> Stated exercise
Rewrite all of the material below with every instance of "pin" changed to "marker", and leave everything else unchanged.

> The records
○ ○ ○ ○ ○
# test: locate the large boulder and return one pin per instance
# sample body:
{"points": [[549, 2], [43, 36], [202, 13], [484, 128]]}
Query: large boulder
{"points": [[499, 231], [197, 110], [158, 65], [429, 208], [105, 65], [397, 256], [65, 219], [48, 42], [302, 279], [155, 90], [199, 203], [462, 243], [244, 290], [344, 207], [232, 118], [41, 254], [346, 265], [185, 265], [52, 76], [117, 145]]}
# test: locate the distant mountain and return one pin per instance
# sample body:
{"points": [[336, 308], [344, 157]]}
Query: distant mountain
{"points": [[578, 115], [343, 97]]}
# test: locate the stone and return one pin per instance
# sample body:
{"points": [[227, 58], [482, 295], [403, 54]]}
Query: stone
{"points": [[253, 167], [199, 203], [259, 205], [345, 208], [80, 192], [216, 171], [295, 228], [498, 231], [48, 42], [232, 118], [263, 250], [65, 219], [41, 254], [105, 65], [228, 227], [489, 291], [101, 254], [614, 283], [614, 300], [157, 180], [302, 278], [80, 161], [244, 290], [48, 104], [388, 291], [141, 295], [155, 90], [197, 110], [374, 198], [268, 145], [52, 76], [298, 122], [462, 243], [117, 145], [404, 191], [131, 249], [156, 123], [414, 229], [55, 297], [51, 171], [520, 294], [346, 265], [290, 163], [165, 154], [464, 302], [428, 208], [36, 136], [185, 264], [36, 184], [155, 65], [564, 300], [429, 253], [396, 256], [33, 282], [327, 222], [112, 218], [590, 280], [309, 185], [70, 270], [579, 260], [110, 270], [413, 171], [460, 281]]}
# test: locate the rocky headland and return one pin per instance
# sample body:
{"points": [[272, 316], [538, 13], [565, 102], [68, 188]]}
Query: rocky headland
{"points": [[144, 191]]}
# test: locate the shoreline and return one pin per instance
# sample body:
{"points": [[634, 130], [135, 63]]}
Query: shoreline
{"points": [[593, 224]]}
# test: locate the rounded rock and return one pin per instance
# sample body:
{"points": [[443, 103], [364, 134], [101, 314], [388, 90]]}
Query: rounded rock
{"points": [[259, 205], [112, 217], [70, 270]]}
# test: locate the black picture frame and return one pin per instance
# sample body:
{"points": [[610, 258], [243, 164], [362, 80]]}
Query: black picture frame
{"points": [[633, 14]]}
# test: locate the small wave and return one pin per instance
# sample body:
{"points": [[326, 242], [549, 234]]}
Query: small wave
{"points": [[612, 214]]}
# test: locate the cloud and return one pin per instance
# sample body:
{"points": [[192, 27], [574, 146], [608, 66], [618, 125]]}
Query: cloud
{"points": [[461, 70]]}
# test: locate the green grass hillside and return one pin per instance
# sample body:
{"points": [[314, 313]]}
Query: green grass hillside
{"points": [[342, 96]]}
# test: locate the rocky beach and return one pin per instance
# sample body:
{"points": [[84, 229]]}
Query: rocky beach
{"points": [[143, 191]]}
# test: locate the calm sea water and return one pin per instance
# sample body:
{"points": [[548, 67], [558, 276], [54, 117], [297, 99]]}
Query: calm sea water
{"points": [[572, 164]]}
○ ○ ○ ○ ○
> Reply
# test: locate the large boulder and return one marker per instance
# sample body:
{"points": [[549, 2], [43, 36], [202, 13], [484, 128]]}
Query: large boulder
{"points": [[499, 231], [197, 110], [158, 65], [429, 208], [105, 65], [397, 256], [65, 219], [48, 42], [302, 279], [155, 90], [199, 203], [462, 243], [244, 290], [344, 207], [232, 118], [41, 254], [346, 265], [185, 265], [52, 76], [117, 145]]}
# test: locate the distant mountain and return one marker per instance
# sample body:
{"points": [[336, 308], [344, 157]]}
Query: distant mountain
{"points": [[578, 115], [343, 97]]}
# test: locate the stone and return one marker per instance
# sample body:
{"points": [[227, 58], [482, 295], [403, 54]]}
Query: stone
{"points": [[253, 167], [199, 203], [259, 205], [345, 208], [80, 192], [216, 171], [295, 228], [498, 231], [48, 42], [232, 118], [263, 250], [65, 219], [41, 254], [105, 65], [228, 227], [489, 291], [101, 254], [614, 283], [614, 300], [157, 180], [302, 278], [80, 161], [244, 290], [48, 104], [388, 291], [141, 295], [155, 90], [197, 110], [374, 198], [268, 145], [52, 76], [298, 122], [462, 243], [117, 145], [404, 191], [131, 249], [156, 123], [414, 229], [55, 297], [51, 171], [520, 294], [346, 265], [290, 163], [165, 154], [464, 302], [428, 208], [36, 136], [185, 264], [36, 184], [155, 65], [564, 300], [429, 253], [396, 256], [33, 282], [327, 222], [112, 218], [590, 280], [309, 185], [70, 270], [579, 260], [110, 270], [413, 171], [460, 281]]}
# test: locate the rocky headland and return one marker per instance
# sample body:
{"points": [[272, 316], [538, 13], [565, 102], [68, 188]]}
Query: rocky headland
{"points": [[144, 191]]}
# test: locate the shoreline and return one marker per instance
# sample body:
{"points": [[634, 130], [135, 63]]}
Query: shoreline
{"points": [[593, 224]]}
# test: locate the rounded rock and return one marker per instance
# sample body:
{"points": [[443, 103], [364, 134], [101, 314], [388, 90]]}
Query: rounded rock
{"points": [[259, 205], [112, 217], [70, 270]]}
# test: locate the black picture frame and return one marker per instance
# sample body:
{"points": [[610, 258], [243, 164], [362, 80]]}
Query: black picture frame
{"points": [[633, 14]]}
# test: locate the small wave and return one marker per instance
# sample body:
{"points": [[326, 242], [549, 234]]}
Query: small wave
{"points": [[612, 214]]}
# test: locate the cloud and return one marker per instance
# sample body:
{"points": [[192, 27], [574, 146], [608, 66], [618, 125]]}
Query: cloud
{"points": [[461, 70]]}
# test: locate the green grass hillside and return one marker per instance
# sample body:
{"points": [[314, 313]]}
Query: green grass hillside
{"points": [[342, 96]]}
# test: locate the rocky beach and return one marker per instance
# sample body:
{"points": [[84, 229]]}
Query: rocky beach
{"points": [[143, 191]]}
# test: locate the calm sea water and return one marker per instance
# sample body:
{"points": [[548, 67], [558, 276], [54, 117], [297, 99]]}
Query: calm sea water
{"points": [[572, 164]]}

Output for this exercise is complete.